What you should do:
Here are some records. Transcribe all of them exactly.
═════ Task inputs ═════
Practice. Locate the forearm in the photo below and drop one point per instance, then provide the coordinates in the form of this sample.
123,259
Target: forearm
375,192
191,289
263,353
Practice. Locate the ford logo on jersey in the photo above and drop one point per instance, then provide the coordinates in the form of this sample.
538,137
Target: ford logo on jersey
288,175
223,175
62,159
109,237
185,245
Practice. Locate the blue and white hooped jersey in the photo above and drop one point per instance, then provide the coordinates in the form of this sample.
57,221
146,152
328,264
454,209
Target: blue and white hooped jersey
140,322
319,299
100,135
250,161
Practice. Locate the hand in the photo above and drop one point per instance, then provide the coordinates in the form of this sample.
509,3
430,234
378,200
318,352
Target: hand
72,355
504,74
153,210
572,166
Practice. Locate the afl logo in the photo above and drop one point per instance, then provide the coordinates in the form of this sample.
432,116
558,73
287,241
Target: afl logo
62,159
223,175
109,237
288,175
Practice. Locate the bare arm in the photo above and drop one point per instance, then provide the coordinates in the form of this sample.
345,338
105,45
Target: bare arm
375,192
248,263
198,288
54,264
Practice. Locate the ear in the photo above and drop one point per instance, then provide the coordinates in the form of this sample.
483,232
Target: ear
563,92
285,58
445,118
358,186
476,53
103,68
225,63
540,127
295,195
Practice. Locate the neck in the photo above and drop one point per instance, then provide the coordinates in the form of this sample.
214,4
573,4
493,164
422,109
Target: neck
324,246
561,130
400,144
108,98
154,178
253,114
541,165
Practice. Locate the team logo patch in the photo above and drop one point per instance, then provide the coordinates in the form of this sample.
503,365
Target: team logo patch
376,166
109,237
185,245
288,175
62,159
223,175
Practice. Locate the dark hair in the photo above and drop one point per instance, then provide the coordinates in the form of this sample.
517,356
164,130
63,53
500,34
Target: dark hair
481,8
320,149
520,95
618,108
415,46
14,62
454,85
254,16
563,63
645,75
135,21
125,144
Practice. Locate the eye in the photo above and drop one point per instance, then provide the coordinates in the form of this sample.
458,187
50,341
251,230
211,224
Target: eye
═════
Task response:
Practice. Locate the forearm in the photo below and drop one point per instance, then provide the coordinates in the form of this sample.
123,259
Target: forearm
375,192
191,289
263,353
Practice. Locate the ford logo on jersey in the photo above and drop one point per instance, then provide the coordinates in the form of this sample.
538,137
Target: ford logo on jersey
288,175
223,175
62,159
109,237
185,245
Practice. Locate the blue and white hooped jersey in the photo above and drop one point per instance, then provide the coordinates in the form of this sample.
57,221
146,152
328,264
454,209
Target: blue and white hooped jersey
140,322
319,299
100,135
250,161
Practice. Locate the hand in the photo above and drop one point per instance, then provide the coordinates in the form of this sample.
509,3
430,234
378,200
318,352
Target: hand
72,355
504,74
153,210
572,166
Practice. Locate the afl logo in the photo above and drop one point per instance, then provide the coordinates in the form of this sample.
432,116
558,73
287,241
Target: afl logo
62,159
223,175
109,237
288,175
Practice. Locate the bare arm in the photo above and drop one point per instance, then provide the coordinates in the form of this sample.
345,338
105,45
Target: bare arm
375,192
248,263
198,288
54,264
Practice. Locate the ear in the photo above and drop one point per instance, then provide the coordinates in the form of this sample.
483,232
Target: ear
563,92
285,58
445,118
358,186
476,53
103,68
225,63
540,127
295,195
Practice. Locate the neck in the photo above and drop one point per instance, then provide the coordinates in the form of this sample.
214,4
573,4
493,164
422,109
Target: neck
324,246
561,130
400,144
108,98
154,178
253,114
541,165
Practice. Locate the team logo patch in the photo above and drop one point per instance, then provide the coordinates in the form of this sample.
503,365
Target: team logo patch
376,166
109,237
185,245
288,175
62,159
223,175
Practice. Locate the dark hair in the photo above and drop one point per instance, then provide the coordinates in the form of this sample.
517,356
164,130
63,53
500,34
Target: dark hair
481,8
320,149
520,95
618,108
415,46
14,62
454,85
254,16
563,63
645,75
135,21
125,144
Practice. Locate the eye in the photo above and drop one point per instance, then provide the coordinates in the form of this sample.
458,187
50,341
251,230
211,224
Target: eye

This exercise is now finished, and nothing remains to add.